▶ **GIVEN INFORMATION**:
====

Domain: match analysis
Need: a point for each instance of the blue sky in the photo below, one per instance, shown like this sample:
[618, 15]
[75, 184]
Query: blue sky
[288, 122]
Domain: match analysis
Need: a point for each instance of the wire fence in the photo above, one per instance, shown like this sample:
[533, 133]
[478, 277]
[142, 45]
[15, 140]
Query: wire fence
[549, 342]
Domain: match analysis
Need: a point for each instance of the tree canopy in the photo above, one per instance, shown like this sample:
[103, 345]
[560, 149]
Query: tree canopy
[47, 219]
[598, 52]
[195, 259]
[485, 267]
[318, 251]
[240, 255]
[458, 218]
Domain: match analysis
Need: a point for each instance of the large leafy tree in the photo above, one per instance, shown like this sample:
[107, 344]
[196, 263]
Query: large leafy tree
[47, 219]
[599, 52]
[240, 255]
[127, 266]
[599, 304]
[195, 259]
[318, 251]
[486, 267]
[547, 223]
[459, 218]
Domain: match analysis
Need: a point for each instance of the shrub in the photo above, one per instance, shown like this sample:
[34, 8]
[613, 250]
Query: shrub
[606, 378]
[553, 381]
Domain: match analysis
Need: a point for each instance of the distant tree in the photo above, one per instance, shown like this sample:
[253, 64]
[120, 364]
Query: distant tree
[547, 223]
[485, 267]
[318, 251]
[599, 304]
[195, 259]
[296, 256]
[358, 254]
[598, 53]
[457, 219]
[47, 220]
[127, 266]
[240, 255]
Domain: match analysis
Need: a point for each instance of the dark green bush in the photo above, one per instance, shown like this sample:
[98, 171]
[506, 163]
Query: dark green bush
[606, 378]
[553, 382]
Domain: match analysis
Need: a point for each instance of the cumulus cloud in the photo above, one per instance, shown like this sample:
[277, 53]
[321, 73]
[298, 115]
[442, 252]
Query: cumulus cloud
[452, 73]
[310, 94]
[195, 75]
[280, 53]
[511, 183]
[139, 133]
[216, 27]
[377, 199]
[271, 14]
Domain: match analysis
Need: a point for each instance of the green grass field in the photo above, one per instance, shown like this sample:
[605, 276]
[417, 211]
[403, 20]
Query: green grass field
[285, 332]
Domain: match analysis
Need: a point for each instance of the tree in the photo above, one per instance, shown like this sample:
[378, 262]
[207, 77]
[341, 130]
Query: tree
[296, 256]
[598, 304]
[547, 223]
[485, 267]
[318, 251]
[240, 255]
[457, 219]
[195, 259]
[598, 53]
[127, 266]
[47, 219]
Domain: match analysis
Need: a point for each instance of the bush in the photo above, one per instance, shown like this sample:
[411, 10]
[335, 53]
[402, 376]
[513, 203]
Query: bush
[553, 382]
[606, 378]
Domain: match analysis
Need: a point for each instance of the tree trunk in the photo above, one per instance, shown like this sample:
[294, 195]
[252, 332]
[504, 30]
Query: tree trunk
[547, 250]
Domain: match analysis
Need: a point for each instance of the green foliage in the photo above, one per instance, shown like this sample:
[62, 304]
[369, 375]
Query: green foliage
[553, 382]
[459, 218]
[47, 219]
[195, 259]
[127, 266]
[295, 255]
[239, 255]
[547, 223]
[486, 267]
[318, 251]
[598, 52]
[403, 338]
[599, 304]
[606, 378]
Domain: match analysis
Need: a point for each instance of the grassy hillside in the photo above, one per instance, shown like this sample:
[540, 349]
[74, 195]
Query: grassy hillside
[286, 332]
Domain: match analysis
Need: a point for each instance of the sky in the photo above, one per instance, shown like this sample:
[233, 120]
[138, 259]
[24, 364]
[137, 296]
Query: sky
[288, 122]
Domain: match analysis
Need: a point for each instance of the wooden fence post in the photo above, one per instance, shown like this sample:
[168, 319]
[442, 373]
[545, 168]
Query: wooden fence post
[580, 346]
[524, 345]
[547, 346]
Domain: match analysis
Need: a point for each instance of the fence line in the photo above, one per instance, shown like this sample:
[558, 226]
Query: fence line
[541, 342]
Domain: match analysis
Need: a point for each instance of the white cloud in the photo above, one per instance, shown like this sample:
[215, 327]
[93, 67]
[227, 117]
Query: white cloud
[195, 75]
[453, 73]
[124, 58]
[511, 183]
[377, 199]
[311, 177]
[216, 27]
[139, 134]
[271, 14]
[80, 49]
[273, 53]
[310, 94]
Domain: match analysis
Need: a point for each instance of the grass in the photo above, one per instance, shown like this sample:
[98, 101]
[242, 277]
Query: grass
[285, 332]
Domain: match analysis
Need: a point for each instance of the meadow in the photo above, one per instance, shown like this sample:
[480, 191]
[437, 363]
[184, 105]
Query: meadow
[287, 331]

====

▶ **WHAT TO PRODUCE**: Your task is to output the material above exactly.

▶ **RESULT OF THE TASK**:
Domain: match analysis
Need: a point for each instance of the blue sky in the photo below, one per instance, shown like this sample:
[618, 15]
[75, 184]
Query: blue sky
[288, 122]
Domain: match analysis
Need: a point for each instance of the wire fence in the photo above, one per instance, shown like this sample:
[533, 133]
[478, 277]
[142, 45]
[15, 140]
Query: wire fence
[549, 342]
Domain: match analysis
Need: a point for each instance of the tree canopy in the photo above, one per instance, shown like this sample:
[103, 345]
[560, 149]
Query: tree canopy
[47, 219]
[598, 52]
[195, 259]
[485, 267]
[318, 251]
[240, 255]
[458, 218]
Domain: match analysis
Need: a point for each instance of the large leafy tree in the photo above, one per instance, shown like this sample:
[107, 344]
[196, 263]
Query: large leafy tree
[47, 219]
[599, 52]
[240, 255]
[127, 266]
[599, 304]
[195, 259]
[318, 251]
[486, 267]
[547, 223]
[459, 218]
Domain: match analysis
Need: a point for each instance of the shrub in the photo above, one per instance, shown like this sample:
[34, 8]
[613, 250]
Query: shrub
[606, 378]
[553, 381]
Domain: match analysis
Need: a point for each instance of the distant tree in the photo above, one per instance, shown like this sample:
[253, 64]
[120, 364]
Query: distant tree
[547, 223]
[485, 267]
[318, 251]
[599, 304]
[195, 259]
[296, 256]
[358, 254]
[598, 53]
[457, 219]
[47, 220]
[127, 266]
[240, 255]
Domain: match analysis
Need: a point for each instance of the dark green bush in the photo above, one per instance, shown like this sample:
[98, 171]
[506, 163]
Query: dark green bush
[606, 378]
[553, 382]
Domain: match analysis
Need: a point for each instance of the cumulus cloud in the photo above, one per instance, shown like this sample:
[277, 53]
[321, 73]
[298, 115]
[442, 252]
Query: cumulus cloud
[452, 73]
[310, 94]
[195, 75]
[280, 53]
[511, 183]
[139, 133]
[216, 27]
[377, 199]
[271, 14]
Domain: match analysis
Need: a point for each instance of the green grass field in the photo above, one per instance, shown like this sample:
[605, 276]
[417, 211]
[403, 20]
Query: green grass field
[285, 332]
Domain: match analysis
Need: a point for each instance of the tree in the photo above, one per instance, shown like this sample:
[378, 262]
[207, 77]
[341, 130]
Query: tree
[296, 256]
[598, 304]
[547, 223]
[485, 267]
[318, 251]
[240, 255]
[457, 219]
[195, 259]
[598, 53]
[127, 266]
[47, 219]
Domain: match analysis
Need: a point for each instance of the bush in the photo above, one per instance, shown like this sample:
[411, 10]
[335, 53]
[402, 376]
[513, 203]
Query: bush
[553, 382]
[606, 378]
Domain: match analysis
Need: a point for each instance of the tree trunk in the photo above, one per instance, shown like this sample:
[294, 195]
[252, 332]
[504, 30]
Query: tree trunk
[547, 250]
Domain: match analysis
Need: a point for each instance of the green foliage in the photo above, one per instance, shown like this sample:
[62, 304]
[369, 375]
Query: green foliage
[553, 382]
[459, 218]
[47, 219]
[195, 259]
[127, 266]
[295, 255]
[239, 255]
[547, 223]
[486, 267]
[318, 251]
[598, 52]
[403, 338]
[599, 304]
[606, 378]
Domain: match analysis
Need: a point for each instance of the grassy hillside in the photo above, one per instance, shown like this sample:
[540, 349]
[74, 195]
Query: grassy hillside
[286, 332]
Domain: match analysis
Need: a point for each instance of the sky in the photo above, one per instance, shown like this sample:
[233, 120]
[138, 259]
[24, 364]
[137, 296]
Query: sky
[288, 122]
Domain: match analysis
Need: a point for each instance of the wooden fence post in the photo above, one per instance, shown like this sample:
[168, 319]
[442, 373]
[545, 168]
Query: wooden fence post
[580, 346]
[524, 345]
[547, 346]
Domain: match analysis
Need: a point for each instance of the fence line in the photo above, one per instance, shown like this sample:
[558, 226]
Query: fence line
[541, 342]
Domain: match analysis
Need: a point for each instance of the white cloud in the photo above, one per instance, shown like this sample:
[215, 327]
[93, 67]
[227, 117]
Query: white cloud
[195, 75]
[453, 73]
[124, 58]
[511, 183]
[377, 199]
[311, 177]
[216, 27]
[139, 134]
[271, 14]
[80, 49]
[273, 53]
[310, 94]
Domain: match analysis
Need: a point for each instance of the grass in the photo above, one per instance, shown like this sample:
[98, 101]
[242, 277]
Query: grass
[285, 332]
Domain: match analysis
Need: a point for each instance of the meadow in the photo above, one per instance, shown like this sample:
[480, 191]
[437, 363]
[184, 105]
Query: meadow
[287, 331]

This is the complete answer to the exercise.